EXTRAIT DU DOCUMENT =>
"""
Aujourd’hui, nous sommes à 27 % de réussite. C’est de cette situation que nous devons sortir, en accompagnant nos étudiants vers la réussite, car ce taux d’échec est la chose la plus injuste socialement qui soit.

À cet égard, j’adresse mes remerciements anticipés à M. Grosperrin, qui sera le rapporteur du projet de loi relatif à l’orientation et à la réussite des étudiants, et je salue Guy-Dominique Kennel et Catherine Procaccia, dont les travaux, ces dernières années, ont inspiré largement les pages de ce texte qui sera examiné par le Sénat en février prochain.

L’ambition globale du plan Étudiants dépasse le simple cadre du projet de loi relatif à l’orientation et à la réussite des étudiants, et se ressent dans la physionomie de la MIRES, la mobilité internationale sortante de niveau master. Examiner le budget de la MIRES pour 2018, c’est donc déjà aborder la question de la mise en œuvre de ce plan.

Étant attentive aux travaux conduits notamment par le Sénat, permettez-moi de vous apporter d’emblée quelques garanties, afin de répondre à ceux qui ont pu, très récemment, mettre en doute la parole du Gouvernement devant la Haute Assemblée.

Ainsi, je rappelle que le Premier ministre a annoncé il y a cinq semaines un effort supplémentaire de plus d’un milliard d’euros, par rapport à un budget en croissance de plus de 700 millions d’euros.

Cet effort supplémentaire se décompose ainsi : 450 millions d’euros, d’abord, au titre du Grand plan d’investissement, afin de financer la transformation pédagogique du premier cycle de licence et de construire de nouveaux cursus personnalisés. Un premier appel à projets sur les nouveaux cursus universitaires a déjà ses lauréats et mobilise plus de 130 millions d’euros ; le second appel à projets vient d’être lancé aujourd’hui, pour une réponse dès le mois de mars prochain, afin de mobiliser à nouveau un peu plus de 100 millions d’euros au titre des dix-huit prochains mois.

Ont été alloués sur 2018-2022, ensuite, 500 millions d’euros de crédits budgétaires supplémentaires afin de créer des places dans les filières de premier cycle en tension et dans les formations courtes professionnalisantes, notamment en BTS et en DUT. Cet effort permettra de créer des postes, de financer des heures d’enseignement supplémentaires et de reconnaître l’engagement pédagogique des enseignants et des enseignants-chercheurs.
"""
TÂCHE À FAIRE =>
Répondez à ces questions sur l'extrait consacré au plan Étudiants :
(a) Quel taux de réussite est donné au début ?
(b) À quel moment le Sénat examinera-t-il le projet de loi relatif à l'orientation et à la réussite des étudiants ?
(c) Quel montant de crédits budgétaires supplémentaires a été alloué sur 2018-2022 ?

DONNÉES ENREGISTRÉES =>
"""
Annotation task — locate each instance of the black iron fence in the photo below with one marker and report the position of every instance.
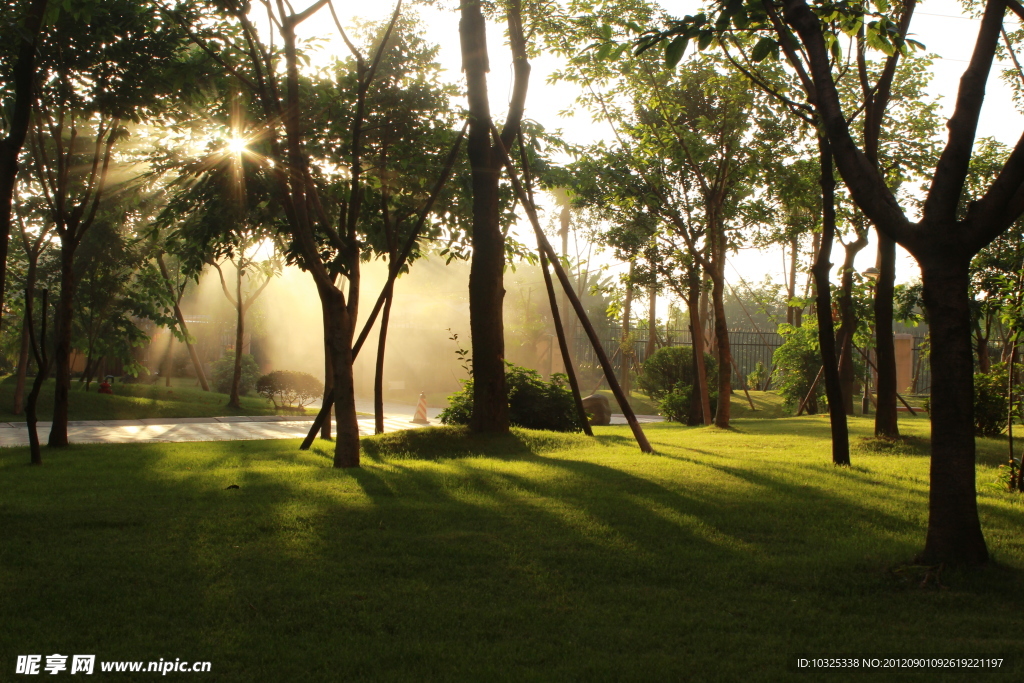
(749, 348)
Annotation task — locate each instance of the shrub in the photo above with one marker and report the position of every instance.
(672, 368)
(223, 371)
(675, 406)
(293, 389)
(990, 402)
(534, 403)
(797, 364)
(759, 377)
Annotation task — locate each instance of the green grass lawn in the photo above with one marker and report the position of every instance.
(539, 556)
(134, 401)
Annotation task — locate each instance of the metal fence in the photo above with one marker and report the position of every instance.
(749, 348)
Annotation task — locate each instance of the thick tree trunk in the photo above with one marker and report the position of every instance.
(486, 291)
(61, 351)
(379, 370)
(24, 78)
(953, 528)
(233, 399)
(826, 337)
(886, 418)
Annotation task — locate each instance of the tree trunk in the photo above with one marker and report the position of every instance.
(61, 351)
(626, 343)
(486, 291)
(700, 389)
(886, 417)
(379, 371)
(826, 337)
(721, 331)
(651, 322)
(23, 370)
(197, 364)
(984, 361)
(23, 354)
(233, 399)
(848, 323)
(953, 528)
(24, 78)
(339, 340)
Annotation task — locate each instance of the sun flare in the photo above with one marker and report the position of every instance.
(238, 144)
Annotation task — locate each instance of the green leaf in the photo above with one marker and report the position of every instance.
(837, 49)
(706, 39)
(674, 51)
(764, 47)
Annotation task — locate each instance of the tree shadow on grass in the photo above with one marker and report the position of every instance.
(469, 566)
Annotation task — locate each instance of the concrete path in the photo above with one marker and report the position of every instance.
(165, 430)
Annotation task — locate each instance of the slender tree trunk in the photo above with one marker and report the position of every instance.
(379, 371)
(848, 318)
(240, 329)
(791, 310)
(723, 411)
(24, 78)
(62, 350)
(626, 343)
(696, 334)
(953, 528)
(651, 322)
(339, 341)
(486, 291)
(23, 355)
(193, 354)
(826, 337)
(984, 360)
(23, 370)
(886, 418)
(328, 378)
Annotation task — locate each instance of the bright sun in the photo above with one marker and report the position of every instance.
(237, 144)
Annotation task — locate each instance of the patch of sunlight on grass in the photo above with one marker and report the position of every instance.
(694, 525)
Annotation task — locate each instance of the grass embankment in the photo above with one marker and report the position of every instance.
(539, 556)
(134, 401)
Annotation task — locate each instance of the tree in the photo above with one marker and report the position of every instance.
(941, 241)
(18, 73)
(322, 197)
(485, 288)
(117, 71)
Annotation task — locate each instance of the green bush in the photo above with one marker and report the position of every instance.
(223, 371)
(990, 401)
(675, 406)
(293, 389)
(534, 403)
(672, 368)
(797, 364)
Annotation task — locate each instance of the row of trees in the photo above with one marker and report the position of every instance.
(349, 162)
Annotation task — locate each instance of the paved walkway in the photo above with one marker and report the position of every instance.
(165, 430)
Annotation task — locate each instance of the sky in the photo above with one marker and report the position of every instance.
(940, 25)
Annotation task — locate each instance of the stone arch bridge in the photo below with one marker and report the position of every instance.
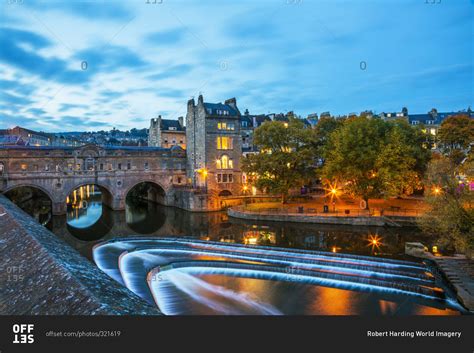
"""
RÉPONSE À LA TÂCHE =>
(a) 27 %.
(b) En février prochain.
(c) 500 millions d'euros.